━━━ SUPPLIED PASSAGE ━━━
What Chapter Bankruptcy should I File?

What types of bankruptcy are available.

Different sections of the bankruptcy code are referred to as “chapters.” The chapter you file under has a major impact on how the case proceeds, and what can be accomplished. Individuals usually file either Chapter 7, sometimes called “straight bankruptcy” or Chapter 13, which involves a payment plan. Farmers can also file under Chapter 12, which is similar to a 13, but has some special protections. Chapter 11 is usually used for business reorganizations, but is sometimes used by individuals who don’t qualify for either a 7 or a 13.

DISCLAIMER: One of the main things a bankruptcy attorney does during a consultation is to advise the client about what chapters are available, and which chapter would best serve the client’s needs. This is a very individual process – one size doesn’t fit all – and this summary shouldn’t be used as a substitute for obtaining proper legal advice.
━━━ MATERIAL PROVIDED ━━━
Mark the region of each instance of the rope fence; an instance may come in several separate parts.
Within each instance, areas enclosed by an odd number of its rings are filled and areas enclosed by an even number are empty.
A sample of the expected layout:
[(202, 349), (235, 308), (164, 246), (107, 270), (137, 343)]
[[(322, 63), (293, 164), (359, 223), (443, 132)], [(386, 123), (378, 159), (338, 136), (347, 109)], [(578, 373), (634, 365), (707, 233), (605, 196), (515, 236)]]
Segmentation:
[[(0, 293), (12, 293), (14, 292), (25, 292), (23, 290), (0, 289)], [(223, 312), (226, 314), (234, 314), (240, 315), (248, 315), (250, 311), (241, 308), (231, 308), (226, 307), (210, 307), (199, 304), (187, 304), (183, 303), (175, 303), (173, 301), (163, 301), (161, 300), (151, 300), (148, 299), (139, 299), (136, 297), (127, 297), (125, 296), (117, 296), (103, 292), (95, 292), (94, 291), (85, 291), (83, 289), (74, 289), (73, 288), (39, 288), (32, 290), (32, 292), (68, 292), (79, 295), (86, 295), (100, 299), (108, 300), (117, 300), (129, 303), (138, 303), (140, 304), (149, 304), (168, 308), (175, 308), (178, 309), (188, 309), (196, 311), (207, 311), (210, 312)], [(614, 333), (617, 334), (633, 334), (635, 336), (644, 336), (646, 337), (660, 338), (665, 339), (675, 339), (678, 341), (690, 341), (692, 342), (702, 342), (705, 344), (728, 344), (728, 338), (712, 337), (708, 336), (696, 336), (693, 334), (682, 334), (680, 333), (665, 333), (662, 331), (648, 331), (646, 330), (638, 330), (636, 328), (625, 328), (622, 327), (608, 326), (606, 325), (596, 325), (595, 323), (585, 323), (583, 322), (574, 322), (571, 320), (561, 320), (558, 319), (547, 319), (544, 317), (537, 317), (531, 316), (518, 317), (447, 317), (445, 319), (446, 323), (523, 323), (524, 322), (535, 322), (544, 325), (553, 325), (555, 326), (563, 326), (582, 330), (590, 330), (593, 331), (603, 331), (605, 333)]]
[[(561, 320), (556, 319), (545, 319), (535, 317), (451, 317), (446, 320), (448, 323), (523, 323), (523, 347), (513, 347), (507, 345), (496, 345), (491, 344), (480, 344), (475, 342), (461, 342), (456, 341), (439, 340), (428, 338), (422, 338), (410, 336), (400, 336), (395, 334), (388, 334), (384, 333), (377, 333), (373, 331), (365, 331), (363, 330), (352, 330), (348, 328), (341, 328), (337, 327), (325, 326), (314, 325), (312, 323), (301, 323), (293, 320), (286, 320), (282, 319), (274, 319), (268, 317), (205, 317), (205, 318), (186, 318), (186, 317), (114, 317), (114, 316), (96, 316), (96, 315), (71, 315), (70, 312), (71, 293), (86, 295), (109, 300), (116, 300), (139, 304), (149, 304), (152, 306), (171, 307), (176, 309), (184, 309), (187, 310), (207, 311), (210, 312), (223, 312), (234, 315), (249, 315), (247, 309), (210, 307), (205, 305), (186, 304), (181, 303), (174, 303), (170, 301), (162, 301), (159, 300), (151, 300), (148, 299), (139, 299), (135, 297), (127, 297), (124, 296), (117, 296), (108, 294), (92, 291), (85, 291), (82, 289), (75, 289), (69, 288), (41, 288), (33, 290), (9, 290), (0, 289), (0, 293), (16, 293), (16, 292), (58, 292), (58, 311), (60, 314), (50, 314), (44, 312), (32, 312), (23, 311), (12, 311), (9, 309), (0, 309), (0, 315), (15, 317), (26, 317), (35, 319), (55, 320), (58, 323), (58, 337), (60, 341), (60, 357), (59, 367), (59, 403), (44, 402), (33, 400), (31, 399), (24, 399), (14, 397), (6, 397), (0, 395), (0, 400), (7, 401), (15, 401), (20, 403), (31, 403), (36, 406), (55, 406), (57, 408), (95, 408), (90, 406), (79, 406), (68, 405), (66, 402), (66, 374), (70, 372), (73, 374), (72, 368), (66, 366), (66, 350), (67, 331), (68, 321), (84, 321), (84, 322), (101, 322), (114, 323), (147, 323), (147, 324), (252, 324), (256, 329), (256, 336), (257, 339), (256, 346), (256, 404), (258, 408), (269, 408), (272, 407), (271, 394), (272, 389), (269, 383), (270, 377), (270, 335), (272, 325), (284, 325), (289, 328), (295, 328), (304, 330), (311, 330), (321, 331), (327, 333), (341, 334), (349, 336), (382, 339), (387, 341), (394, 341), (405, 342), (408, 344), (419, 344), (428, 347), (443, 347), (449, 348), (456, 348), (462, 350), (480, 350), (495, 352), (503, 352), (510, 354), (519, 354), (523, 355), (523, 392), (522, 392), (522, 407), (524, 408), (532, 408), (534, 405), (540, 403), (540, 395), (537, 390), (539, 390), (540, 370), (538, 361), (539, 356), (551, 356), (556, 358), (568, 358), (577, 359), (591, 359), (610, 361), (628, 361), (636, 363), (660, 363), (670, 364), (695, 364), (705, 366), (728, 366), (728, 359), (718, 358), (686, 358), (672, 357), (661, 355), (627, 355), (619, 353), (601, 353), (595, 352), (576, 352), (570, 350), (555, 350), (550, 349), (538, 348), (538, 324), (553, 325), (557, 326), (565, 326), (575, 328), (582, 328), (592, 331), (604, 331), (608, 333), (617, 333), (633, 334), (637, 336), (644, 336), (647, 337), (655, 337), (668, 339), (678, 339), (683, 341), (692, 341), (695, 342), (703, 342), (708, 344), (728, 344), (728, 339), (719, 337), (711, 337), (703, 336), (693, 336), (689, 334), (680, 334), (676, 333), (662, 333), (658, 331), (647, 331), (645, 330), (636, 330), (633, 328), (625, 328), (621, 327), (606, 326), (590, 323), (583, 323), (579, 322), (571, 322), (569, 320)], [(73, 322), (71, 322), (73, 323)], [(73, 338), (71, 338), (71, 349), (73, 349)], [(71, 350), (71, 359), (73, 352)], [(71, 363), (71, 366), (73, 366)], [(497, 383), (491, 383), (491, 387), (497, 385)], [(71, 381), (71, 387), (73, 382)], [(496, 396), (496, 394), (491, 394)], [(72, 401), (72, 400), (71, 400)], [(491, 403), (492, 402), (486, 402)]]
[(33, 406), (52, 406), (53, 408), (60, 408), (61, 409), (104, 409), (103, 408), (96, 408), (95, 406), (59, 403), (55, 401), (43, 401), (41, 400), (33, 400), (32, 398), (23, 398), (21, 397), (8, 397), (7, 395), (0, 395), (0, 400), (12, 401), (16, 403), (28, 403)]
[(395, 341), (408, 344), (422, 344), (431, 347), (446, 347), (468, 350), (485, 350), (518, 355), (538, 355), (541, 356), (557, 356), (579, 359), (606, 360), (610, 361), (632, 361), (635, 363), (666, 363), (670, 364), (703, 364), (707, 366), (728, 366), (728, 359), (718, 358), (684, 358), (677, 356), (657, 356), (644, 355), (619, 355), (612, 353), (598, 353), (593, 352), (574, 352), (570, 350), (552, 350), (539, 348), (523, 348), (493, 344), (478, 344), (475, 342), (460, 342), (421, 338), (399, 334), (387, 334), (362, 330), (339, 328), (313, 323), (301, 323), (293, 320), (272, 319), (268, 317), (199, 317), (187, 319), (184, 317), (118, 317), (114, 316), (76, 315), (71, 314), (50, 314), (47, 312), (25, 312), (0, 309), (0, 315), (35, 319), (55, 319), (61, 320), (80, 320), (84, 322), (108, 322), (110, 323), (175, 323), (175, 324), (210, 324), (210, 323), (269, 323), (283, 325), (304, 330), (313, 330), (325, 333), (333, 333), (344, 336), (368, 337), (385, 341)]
━━━
### [WHAT YOU HAVE TO DO]
Please extend the passage on choosing a bankruptcy chapter, picking up right after its closing disclaimer.

### [RESULT FOR THIS TASK]
Chapter 7 Bankruptcy

Chapter 7, sometimes called “straight bankruptcy” is filed for the primary purpose of seeking a discharge from your debts. Debtors are allowed to keep a certain amount of property, which is exempt from creditor claims; these exemptions vary from state to state. Most people who file Chapter 7 are able to exempt all of their property. In Chapter 7, an individual can choose how to treat secured creditors (those that have a mortgage on a home, are holding the title to a car, or something similar). Those debts can be reaffirmed, which means that they will still be paid, or abandoned, which means that the debtor is discharged, however the creditor will still have rights in the particular property they hold as security. There are income limits, which determine whether you can file under Chapter 7. If your income is under the median income for your state, you are always eligible; if you are over, it depends on the amount of secured debt, among other factors.

Chapter 7 works well when the main reason for filing is to discharge unsecured debts: things like credit cards, personal loans, or medical bills. With some exceptions, most of these debts can be discharged. The most common debts that cannot be discharged are support obligations, certain types of taxes, and student loans (unless significant hardship can be shown).

Chapter 11 Bankruptcy

The most widely publicized Chapter 11 cases involve large corporations, such as G.M. or Exxon. Chapter 11 can also be used by small businesses, or individuals, particularly when neither Chapter 7 nor Chapter 13 is appropriate or possible for them.

Chapter 12 Bankruptcy

Chapter 12 is limited to family farmers or fisherman. As is the case in a Chapter 13, a plan is filed, proposing to pay off debts over a 3 to 5 year period. Chapter 12 is more flexible than Chapter 13, allowing family farmers to continue operating while they seek a financial resolution.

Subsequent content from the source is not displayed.